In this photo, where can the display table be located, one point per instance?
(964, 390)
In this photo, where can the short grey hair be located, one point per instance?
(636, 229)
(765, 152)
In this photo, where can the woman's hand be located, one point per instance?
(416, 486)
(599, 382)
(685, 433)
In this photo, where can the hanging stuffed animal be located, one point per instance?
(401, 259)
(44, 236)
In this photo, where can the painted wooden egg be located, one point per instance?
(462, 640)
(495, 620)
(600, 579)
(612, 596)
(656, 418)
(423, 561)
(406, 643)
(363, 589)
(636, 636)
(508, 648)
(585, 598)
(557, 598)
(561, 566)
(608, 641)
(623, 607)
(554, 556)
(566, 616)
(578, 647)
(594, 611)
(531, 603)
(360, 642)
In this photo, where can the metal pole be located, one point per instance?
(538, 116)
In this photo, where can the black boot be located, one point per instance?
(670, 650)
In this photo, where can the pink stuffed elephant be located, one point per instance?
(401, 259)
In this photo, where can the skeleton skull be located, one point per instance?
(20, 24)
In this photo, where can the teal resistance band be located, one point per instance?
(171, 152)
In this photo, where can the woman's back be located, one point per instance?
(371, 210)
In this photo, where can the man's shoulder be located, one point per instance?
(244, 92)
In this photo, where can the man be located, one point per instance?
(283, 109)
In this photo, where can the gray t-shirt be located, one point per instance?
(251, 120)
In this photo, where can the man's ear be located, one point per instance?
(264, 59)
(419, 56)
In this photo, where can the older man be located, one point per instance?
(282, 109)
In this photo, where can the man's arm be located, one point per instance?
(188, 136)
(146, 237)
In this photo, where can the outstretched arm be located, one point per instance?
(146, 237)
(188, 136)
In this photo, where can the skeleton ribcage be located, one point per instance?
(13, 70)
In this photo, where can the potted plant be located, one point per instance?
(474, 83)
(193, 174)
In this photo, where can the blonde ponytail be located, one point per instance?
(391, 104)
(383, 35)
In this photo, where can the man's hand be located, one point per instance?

------------

### YOUR INSTRUCTIONS
All of the material above needs to be output exactly, with no line left out.

### SOLUTION
In this photo, where can the display table be located, one point per instance?
(964, 390)
In this photo, where can the short grey hair be located, one point per instance?
(636, 229)
(765, 152)
In this photo, where can the woman's hand be located, one point per instance?
(416, 486)
(599, 382)
(685, 433)
In this photo, where can the hanging stuffed animal be located, one point per instance?
(401, 259)
(44, 236)
In this photo, where can the painted wooden egg be located, one point per instance?
(462, 640)
(495, 620)
(600, 579)
(612, 596)
(656, 418)
(423, 561)
(406, 643)
(363, 589)
(636, 636)
(508, 648)
(585, 598)
(557, 598)
(561, 566)
(608, 641)
(623, 607)
(554, 556)
(566, 616)
(578, 647)
(594, 611)
(531, 603)
(360, 642)
In this photo, where can the metal pole be located, one point per instance?
(538, 116)
In this photo, where can the black boot be located, one point per instance?
(670, 650)
In this photo, where can the pink stuffed elephant be located, one point per instance?
(401, 259)
In this photo, where can the skeleton skull be located, one point per instance?
(20, 24)
In this photo, where can the teal resistance band be located, one point per instance?
(171, 152)
In this photo, where can the woman's back be located, one point per instance?
(371, 210)
In this photo, where can the man's shoulder be located, one point per instance?
(244, 92)
In this photo, where can the man be located, one point per instance?
(283, 109)
In this photo, where can the gray t-shirt be located, one point per instance?
(251, 120)
In this photo, where can the man's ear be located, one point per instance?
(264, 59)
(419, 56)
In this photo, where can the older man be located, one point per instance?
(282, 109)
In this photo, where can the man's arm be located, one point per instance?
(188, 136)
(146, 237)
In this photo, where can the outstretched arm be located, one point per instance?
(146, 237)
(188, 136)
In this photo, where can the skeleton ribcage be located, one point per instance?
(13, 70)
In this photo, where can the potted plant be located, one point per instance?
(474, 83)
(193, 174)
In this photo, where can the blonde ponytail be located, one point per instance?
(391, 104)
(383, 35)
In this photo, where can the man's hand be located, one point per instance?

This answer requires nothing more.